Task details.
Reproduce word for word the section of the song list below, from "(from Good Taste is" up to and including "what it wants.".

Selected passage.
▼▼▼

Photo stolen from jeremiah jones on YouTube

12. Bog Log III: “Clap Your Tits”
(from Trike, 1999)

Speaking of people who celebrate breasts of all kinds, meet Bob Log III: a helmet-wearing punk-blues one-man band whose live show involves getting volunteers from the audience to sit on his lap and dip their boobs in his glass of Scotch (he has a whole song about that, in fact). But I’m partial to 1999’s “Clap Your Tits,” a ferocious, barely-intelligible Delta-blues-on-amphetamines hoedown punctuated with slapping sounds that may or may not actually be what you think they are. “Clap your tits along with the one-man band,” ladies (and bustier guys–we don’t judge)!

13. The Holy Modal Rounders: “Boobs a Lot”
(from Good Taste is Timeless, 1971)

The 1960s counterculture valued transgression above all, and no group embodied this more than the Fugs, a group of Greenwich Village beatniks who mixed virulent anti-Vietnam War protests with, well, “Boobs a Lot.” Written by Steve Weber, from fellow psych-folk group the Holy Modal Rounders, “Boobs a Lot” is exactly what it sounds like–and is probably a pretty solid argument for why Second Wave Feminism had to put the rest of the New Left in check. But that didn’t stop Weber and the Rounders from re-recording the song on their 1971 album Good Taste is Timeless; it may not be politically correct, but the heart wants what it wants.

© Star Trak Entertainment

14. Kelis: “Milkshake”
(from Tasty, 2003)

To be clear, “Milkshake” isn’t necessarily about breasts–singer Kelis has described it as “the thing that makes women special… what gives us our confidence and what makes us exciting,” which could be anything from literal sexual ability to a passion for bird-watching. But the use of “milk” in the title gives the song undeniable mammary associations, and Kelis definitely shows mad cleavage in the music video. Hell, I’ve literally spent the last 14 years hanging out in Kelis’ yard, just because of “Milkshake.” It’s like a refugee camp out here.

Photo stolen from Autre

15. Frank Zappa: “Fembot in a Wet T-Shirt”
(from Joe’s Garage Act I, 1979)

Few would ever accuse Frank Zappa of being a feminist, at least in any conventional sense of the word. But in his usual jaundiced, misanthropic way, Zappa makes some surprisingly prescient points with “Fembot in a Wet T-Shirt” (originally titled “Wet T-Shirt Nite”). Like the rest of Zappa’s 1979 satirical rock opera Joe’s Garage, “Fembot” is concerned with commodification: in this case, the ugliness and stupidity that happens when sex becomes something to leer at through a “thoroughly soaked, stupid-looking white sort of male person’s conservative kind of middle-of-the-road cotton undergarment.” The picture he paints is dripping with contempt for everyone involved, from the empty-headed men “laughin’ and dancin’ and payin’ entirely too much for their beer” to the equally vacuous Mary, who will do “anything for 50 bucks,” to the sleazy announcer who eagerly exploits her. It’s a deliberately inhuman vision of sexuality perverted by cynicism and commerce–and on this, at least, I think Frank and some feminists could see eye to eye.

▲▲▲

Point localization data
▼▼▼

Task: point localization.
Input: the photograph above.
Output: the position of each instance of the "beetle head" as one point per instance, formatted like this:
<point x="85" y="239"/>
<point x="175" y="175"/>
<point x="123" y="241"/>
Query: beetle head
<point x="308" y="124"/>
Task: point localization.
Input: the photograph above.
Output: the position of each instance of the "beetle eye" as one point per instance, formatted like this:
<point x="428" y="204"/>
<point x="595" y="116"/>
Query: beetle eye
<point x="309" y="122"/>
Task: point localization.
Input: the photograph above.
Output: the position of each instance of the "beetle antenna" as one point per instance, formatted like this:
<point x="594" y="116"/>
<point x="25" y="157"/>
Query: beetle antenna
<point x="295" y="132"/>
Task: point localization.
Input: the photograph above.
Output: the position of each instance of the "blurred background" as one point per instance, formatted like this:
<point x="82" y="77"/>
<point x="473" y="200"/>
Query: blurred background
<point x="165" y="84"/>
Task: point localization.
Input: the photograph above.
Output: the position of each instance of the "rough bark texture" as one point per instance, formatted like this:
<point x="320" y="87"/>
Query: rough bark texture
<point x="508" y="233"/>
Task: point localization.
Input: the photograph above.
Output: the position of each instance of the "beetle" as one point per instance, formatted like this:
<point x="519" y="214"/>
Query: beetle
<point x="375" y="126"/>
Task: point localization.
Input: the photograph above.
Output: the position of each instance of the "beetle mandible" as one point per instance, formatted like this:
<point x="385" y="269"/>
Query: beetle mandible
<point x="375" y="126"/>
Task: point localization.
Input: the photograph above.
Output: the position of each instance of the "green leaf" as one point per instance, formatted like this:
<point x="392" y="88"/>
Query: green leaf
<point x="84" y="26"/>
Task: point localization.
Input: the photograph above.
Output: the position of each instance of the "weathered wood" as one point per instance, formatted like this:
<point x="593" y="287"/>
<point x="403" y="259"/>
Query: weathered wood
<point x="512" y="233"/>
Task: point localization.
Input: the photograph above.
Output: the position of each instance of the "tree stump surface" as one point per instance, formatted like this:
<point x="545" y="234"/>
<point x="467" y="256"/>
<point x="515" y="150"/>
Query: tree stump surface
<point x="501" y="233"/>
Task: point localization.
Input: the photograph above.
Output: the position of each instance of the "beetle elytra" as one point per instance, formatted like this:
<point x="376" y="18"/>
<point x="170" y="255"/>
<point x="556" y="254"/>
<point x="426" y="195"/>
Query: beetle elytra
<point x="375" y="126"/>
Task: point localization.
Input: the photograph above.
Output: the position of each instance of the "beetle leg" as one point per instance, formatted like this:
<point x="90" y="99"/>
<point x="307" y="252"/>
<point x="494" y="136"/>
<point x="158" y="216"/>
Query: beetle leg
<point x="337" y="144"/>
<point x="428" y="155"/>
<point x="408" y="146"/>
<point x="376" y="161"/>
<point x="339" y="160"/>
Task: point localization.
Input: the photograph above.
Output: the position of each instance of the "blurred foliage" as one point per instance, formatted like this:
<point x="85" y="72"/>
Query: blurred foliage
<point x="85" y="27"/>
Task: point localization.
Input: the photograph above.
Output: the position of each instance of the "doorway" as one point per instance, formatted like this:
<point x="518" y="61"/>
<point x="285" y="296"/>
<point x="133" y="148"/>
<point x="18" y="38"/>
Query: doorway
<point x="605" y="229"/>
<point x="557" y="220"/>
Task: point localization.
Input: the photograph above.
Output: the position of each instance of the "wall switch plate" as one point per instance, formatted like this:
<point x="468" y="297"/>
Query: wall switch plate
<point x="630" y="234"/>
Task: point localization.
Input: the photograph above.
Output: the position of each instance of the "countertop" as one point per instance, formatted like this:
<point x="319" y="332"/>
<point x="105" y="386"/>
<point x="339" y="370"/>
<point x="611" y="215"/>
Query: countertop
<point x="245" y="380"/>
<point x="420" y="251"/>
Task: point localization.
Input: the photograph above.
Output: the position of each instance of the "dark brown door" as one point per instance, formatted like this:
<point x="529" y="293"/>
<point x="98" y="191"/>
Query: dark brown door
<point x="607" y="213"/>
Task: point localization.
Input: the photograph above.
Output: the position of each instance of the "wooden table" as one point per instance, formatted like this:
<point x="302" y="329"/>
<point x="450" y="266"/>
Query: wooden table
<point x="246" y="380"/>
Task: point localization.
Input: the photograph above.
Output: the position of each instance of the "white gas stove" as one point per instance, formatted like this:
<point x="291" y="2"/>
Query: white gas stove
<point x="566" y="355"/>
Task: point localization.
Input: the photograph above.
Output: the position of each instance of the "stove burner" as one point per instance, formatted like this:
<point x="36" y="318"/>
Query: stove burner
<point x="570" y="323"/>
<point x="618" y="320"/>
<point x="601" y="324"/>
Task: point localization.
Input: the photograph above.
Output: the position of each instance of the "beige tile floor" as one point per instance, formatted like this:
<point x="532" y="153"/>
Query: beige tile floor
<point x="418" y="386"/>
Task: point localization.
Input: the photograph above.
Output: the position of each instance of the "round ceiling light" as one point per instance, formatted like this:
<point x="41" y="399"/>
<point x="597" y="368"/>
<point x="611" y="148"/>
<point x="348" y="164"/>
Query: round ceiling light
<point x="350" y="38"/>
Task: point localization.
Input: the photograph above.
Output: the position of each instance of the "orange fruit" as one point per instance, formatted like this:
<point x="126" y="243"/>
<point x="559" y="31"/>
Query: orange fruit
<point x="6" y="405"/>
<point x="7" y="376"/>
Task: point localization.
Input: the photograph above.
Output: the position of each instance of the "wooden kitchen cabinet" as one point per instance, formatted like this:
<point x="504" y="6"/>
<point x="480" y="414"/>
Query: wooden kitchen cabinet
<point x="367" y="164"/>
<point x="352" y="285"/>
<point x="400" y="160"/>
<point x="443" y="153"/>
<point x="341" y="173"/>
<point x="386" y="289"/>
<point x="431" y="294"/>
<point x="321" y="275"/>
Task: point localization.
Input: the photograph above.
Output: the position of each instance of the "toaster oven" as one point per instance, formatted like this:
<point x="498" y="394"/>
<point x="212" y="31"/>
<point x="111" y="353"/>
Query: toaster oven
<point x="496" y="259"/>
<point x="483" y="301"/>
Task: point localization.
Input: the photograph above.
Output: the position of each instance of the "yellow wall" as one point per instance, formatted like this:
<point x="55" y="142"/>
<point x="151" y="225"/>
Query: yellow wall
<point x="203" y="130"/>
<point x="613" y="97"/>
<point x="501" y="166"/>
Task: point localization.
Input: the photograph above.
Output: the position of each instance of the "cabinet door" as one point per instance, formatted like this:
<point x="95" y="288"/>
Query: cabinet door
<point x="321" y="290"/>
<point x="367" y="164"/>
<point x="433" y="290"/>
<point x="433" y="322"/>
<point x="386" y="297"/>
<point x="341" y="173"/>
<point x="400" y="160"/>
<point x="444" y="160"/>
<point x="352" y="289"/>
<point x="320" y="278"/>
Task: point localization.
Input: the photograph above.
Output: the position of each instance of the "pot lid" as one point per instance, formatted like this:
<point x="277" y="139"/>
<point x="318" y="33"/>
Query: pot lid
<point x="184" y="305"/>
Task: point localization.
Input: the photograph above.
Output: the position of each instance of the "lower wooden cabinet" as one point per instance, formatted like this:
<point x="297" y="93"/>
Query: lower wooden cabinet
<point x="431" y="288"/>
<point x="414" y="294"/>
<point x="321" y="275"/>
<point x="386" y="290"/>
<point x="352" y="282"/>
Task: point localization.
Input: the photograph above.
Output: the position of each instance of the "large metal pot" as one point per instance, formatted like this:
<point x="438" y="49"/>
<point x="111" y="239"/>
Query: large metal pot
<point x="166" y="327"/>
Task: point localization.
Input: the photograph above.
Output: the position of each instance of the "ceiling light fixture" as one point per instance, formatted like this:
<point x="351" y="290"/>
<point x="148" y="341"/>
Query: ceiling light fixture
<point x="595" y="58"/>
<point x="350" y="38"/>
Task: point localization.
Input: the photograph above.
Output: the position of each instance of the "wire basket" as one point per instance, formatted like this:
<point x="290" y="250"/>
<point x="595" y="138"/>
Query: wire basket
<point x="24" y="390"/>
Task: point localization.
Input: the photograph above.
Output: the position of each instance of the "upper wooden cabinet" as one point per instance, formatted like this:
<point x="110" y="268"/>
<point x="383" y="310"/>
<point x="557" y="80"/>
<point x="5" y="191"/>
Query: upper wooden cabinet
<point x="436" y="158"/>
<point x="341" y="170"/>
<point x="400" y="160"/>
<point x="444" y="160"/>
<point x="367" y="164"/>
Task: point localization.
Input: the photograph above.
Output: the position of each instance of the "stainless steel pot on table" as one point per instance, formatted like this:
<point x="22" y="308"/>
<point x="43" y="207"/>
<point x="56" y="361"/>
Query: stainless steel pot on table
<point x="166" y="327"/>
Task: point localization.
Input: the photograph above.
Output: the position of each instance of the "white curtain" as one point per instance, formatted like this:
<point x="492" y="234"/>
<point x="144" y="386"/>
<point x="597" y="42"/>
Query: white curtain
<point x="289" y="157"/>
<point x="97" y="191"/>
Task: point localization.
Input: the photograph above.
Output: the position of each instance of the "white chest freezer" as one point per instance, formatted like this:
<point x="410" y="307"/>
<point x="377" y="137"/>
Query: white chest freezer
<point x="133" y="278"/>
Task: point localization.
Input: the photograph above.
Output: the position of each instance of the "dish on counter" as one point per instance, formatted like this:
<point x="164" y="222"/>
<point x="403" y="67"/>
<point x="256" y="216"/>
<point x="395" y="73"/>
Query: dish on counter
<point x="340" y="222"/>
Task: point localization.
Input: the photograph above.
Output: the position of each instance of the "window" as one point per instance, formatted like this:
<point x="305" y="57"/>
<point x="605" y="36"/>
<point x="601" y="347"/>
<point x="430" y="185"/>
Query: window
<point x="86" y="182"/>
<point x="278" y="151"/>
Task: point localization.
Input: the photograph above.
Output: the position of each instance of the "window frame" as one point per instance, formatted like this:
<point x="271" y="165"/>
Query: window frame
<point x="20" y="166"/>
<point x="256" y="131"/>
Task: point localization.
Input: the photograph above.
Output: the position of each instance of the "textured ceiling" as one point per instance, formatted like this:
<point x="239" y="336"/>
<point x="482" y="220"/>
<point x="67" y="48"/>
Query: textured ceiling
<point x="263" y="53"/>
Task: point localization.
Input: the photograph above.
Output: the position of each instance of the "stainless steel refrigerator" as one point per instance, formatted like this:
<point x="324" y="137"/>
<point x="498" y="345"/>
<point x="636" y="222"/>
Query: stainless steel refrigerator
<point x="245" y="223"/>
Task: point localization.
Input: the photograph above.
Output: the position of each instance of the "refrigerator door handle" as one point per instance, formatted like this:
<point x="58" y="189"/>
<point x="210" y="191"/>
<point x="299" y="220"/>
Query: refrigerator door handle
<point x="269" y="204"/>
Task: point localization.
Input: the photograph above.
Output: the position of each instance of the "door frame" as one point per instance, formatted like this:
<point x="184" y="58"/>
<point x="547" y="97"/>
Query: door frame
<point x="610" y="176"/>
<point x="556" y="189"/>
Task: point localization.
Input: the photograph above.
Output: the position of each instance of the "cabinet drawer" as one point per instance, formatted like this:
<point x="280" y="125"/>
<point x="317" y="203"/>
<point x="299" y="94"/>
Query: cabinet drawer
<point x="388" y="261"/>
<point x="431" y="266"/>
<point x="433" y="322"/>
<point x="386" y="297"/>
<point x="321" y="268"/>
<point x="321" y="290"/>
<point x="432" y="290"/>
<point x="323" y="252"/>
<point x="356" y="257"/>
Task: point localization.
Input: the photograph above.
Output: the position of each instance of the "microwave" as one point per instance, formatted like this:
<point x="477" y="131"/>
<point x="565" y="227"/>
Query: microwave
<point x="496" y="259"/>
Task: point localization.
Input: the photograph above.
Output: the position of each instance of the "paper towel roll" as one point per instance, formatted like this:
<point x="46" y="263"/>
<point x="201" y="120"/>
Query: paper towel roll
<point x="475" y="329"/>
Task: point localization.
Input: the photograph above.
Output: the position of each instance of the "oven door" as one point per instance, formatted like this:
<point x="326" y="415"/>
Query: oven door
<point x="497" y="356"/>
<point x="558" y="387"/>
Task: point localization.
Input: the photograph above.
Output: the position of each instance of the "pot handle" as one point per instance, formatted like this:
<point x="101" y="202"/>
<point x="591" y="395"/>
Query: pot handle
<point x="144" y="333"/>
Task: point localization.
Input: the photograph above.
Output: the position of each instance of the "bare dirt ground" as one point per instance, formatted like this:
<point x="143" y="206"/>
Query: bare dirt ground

▲▲▲

Answer space.
(from Good Taste is Timeless, 1971)

The 1960s counterculture valued transgression above all, and no group embodied this more than the Fugs, a group of Greenwich Village beatniks who mixed virulent anti-Vietnam War protests with, well, “Boobs a Lot.” Written by Steve Weber, from fellow psych-folk group the Holy Modal Rounders, “Boobs a Lot” is exactly what it sounds like–and is probably a pretty solid argument for why Second Wave Feminism had to put the rest of the New Left in check. But that didn’t stop Weber and the Rounders from re-recording the song on their 1971 album Good Taste is Timeless; it may not be politically correct, but the heart wants what it wants.